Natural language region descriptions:
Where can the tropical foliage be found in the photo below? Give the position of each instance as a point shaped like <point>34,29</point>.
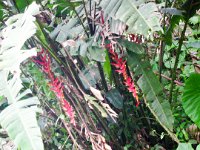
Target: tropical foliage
<point>100,74</point>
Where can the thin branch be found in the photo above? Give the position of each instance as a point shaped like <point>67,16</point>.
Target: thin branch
<point>178,51</point>
<point>168,78</point>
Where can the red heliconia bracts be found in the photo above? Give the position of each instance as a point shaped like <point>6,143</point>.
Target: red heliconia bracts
<point>56,85</point>
<point>120,65</point>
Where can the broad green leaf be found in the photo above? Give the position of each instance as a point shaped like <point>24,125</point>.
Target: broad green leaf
<point>152,90</point>
<point>191,98</point>
<point>89,76</point>
<point>174,22</point>
<point>184,146</point>
<point>198,147</point>
<point>131,46</point>
<point>195,19</point>
<point>141,18</point>
<point>115,98</point>
<point>19,118</point>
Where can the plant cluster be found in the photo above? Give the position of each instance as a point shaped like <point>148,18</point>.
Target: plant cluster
<point>99,74</point>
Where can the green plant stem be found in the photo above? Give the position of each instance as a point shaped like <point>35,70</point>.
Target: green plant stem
<point>162,47</point>
<point>171,134</point>
<point>178,51</point>
<point>104,83</point>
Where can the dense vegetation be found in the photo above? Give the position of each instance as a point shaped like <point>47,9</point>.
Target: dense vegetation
<point>100,74</point>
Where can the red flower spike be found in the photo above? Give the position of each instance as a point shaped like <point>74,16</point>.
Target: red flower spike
<point>120,65</point>
<point>56,85</point>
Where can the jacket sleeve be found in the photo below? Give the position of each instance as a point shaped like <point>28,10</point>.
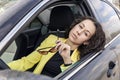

(The task): After removing the pictures, repeat the remaining records exactly.

(Answer below):
Where can the tropical foliage be found in the photo below? Give the position of each instance as a point shaped like <point>34,29</point>.
Target: tropical foliage
<point>100,74</point>
Where can the thin branch be found in the photo above? Give the position of each instance as a point shaped like <point>67,16</point>.
Target: thin branch
<point>178,51</point>
<point>168,78</point>
Where can the red heliconia bracts be found in the photo above? Give the position of each instance as a point shaped like <point>6,143</point>.
Target: red heliconia bracts
<point>56,85</point>
<point>120,65</point>
Where can the broad green leaf be found in the photo above? Give the position of each instance as a point shaped like <point>24,125</point>.
Target: broad green leaf
<point>152,90</point>
<point>191,98</point>
<point>89,76</point>
<point>174,22</point>
<point>184,146</point>
<point>198,147</point>
<point>131,46</point>
<point>195,19</point>
<point>141,18</point>
<point>115,98</point>
<point>19,118</point>
Where can the plant cluster be found in the photo above? Give the position of each instance as a point shaped like <point>148,18</point>.
Target: plant cluster
<point>99,74</point>
Where can the green plant stem be found in the photo above? Give the position of each instance as a point shaped like <point>35,70</point>.
Target: green plant stem
<point>162,47</point>
<point>171,134</point>
<point>178,51</point>
<point>104,83</point>
Where can the dense vegetation be found in the photo above? Give the position of each instance as a point shaped like <point>47,9</point>.
Target: dense vegetation
<point>100,74</point>
Where can the red flower spike be found in the photo above? Give the position of each instance as a point shaped like <point>74,16</point>.
Target: red flower spike
<point>120,65</point>
<point>56,85</point>
Where can the jacket sleeve be found in the photo below? Give the position of each instance as a point shaped like <point>28,10</point>.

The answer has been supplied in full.